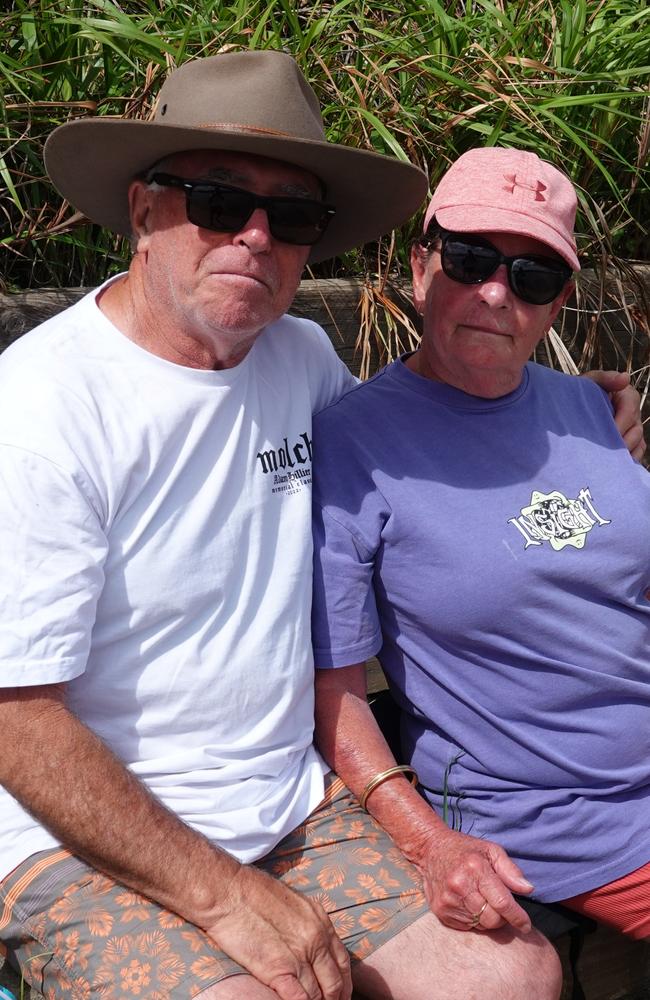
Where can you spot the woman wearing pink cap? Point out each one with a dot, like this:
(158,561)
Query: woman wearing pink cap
(480,525)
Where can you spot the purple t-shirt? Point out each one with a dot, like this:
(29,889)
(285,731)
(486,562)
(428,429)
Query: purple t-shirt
(495,554)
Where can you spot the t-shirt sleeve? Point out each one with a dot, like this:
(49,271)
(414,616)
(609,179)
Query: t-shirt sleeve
(331,376)
(345,622)
(52,551)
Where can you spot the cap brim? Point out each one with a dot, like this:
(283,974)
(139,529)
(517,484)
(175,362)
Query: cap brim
(491,219)
(93,161)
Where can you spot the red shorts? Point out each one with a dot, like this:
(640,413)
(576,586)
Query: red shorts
(623,904)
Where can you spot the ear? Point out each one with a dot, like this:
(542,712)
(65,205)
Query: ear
(140,208)
(420,277)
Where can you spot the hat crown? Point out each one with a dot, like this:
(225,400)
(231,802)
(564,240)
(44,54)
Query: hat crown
(258,92)
(494,189)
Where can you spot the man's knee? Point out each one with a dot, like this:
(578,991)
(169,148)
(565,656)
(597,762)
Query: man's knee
(237,988)
(428,961)
(533,967)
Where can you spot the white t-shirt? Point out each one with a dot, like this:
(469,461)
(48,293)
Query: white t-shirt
(155,554)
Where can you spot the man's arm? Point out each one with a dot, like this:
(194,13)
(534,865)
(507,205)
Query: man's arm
(460,873)
(627,408)
(72,783)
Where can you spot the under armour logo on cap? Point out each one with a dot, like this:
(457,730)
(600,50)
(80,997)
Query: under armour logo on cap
(495,189)
(535,186)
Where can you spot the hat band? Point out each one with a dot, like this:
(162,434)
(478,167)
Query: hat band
(249,129)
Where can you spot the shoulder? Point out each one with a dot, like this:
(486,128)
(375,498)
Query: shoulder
(568,387)
(359,401)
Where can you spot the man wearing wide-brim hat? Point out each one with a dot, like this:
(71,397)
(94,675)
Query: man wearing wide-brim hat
(167,828)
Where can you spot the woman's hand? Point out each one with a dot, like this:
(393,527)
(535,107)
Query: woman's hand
(469,883)
(627,408)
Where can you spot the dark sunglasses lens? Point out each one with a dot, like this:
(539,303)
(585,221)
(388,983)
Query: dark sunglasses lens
(536,282)
(296,220)
(468,263)
(224,211)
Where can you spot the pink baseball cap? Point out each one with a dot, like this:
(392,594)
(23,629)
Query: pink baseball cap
(508,191)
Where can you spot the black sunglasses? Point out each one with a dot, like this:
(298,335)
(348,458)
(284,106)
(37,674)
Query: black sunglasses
(227,209)
(471,260)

Action item: Every entry in the listing is to be duplicated precisely, except for its pictures.

Solved exercise:
Where can you spot the woman wearing pink cap? Point out each one with a dot, like this:
(158,561)
Query: woman wearing pink cap
(480,525)
Where can you spot the purple t-shirt? Point out each one with a dot, like this:
(29,889)
(285,731)
(486,562)
(428,429)
Query: purple t-shirt
(495,554)
Where can you spot the t-shirt sleeve? Point out each one with a dot, like this:
(49,271)
(414,616)
(609,179)
Query: t-shirt sleeve
(331,376)
(345,622)
(52,551)
Where can you spot the cap brim? Point out each one with a dot, like this:
(283,974)
(139,529)
(517,484)
(175,362)
Query: cap brim
(491,219)
(93,161)
Where can you spot the red shorts? Point out each one with a dot, like this:
(640,413)
(576,586)
Query: red shorts
(623,904)
Where can you spot the ear? Point out each one with a dot, like this:
(542,712)
(65,205)
Query: ear
(140,208)
(420,277)
Where can you spot the hat crown? Point out each one with a dot, like this:
(225,400)
(231,802)
(564,240)
(44,54)
Query: hat crown
(258,92)
(494,189)
Where can you spot the man's knee? Point out each one with a dot, like this:
(578,991)
(169,148)
(565,656)
(597,762)
Query: man's knee
(237,988)
(428,961)
(533,967)
Where can you spot the white t-shirt? Point out each one with a dot, like this:
(469,461)
(48,293)
Query: white t-shirt
(155,554)
Where can you spot the man's arm? Point out each one with a dot, like this:
(194,13)
(534,865)
(507,205)
Query: man's arm
(460,873)
(627,408)
(72,783)
Where can you spot the under armour logo on cap? Point out each one with a dot, like this:
(457,730)
(600,50)
(80,997)
Query: under armour logo on cap
(495,189)
(535,186)
Where can you spot the hat band? Point out each one with a dot, like this:
(162,434)
(478,167)
Query: hat band
(249,129)
Where can you spot the shoulder? Point out each one with a dot, like this:
(486,128)
(375,498)
Query: shoulder
(568,387)
(359,401)
Where can you spot the man wearing wide-brim hat? Point out each one with a dot, like this:
(71,397)
(94,675)
Query: man wearing wide-brim hat
(167,828)
Where can you spot the woman's hand? Point out each one with a dot, like this:
(393,527)
(535,107)
Query: woman's hand
(469,883)
(627,408)
Where can you spot the dark sunglasses lens? Point out each one with a dot, like this:
(539,303)
(585,221)
(388,983)
Query: dark sunglasses lens
(536,282)
(296,220)
(468,263)
(224,211)
Where can you spot the pink baseball cap? Point out each one with a dot, like this:
(392,594)
(23,629)
Query: pink baseball cap
(508,191)
Where can you spot the black sunglasses? Point out each one with a dot, like this:
(298,335)
(348,458)
(284,106)
(37,674)
Query: black sunglasses
(227,209)
(471,260)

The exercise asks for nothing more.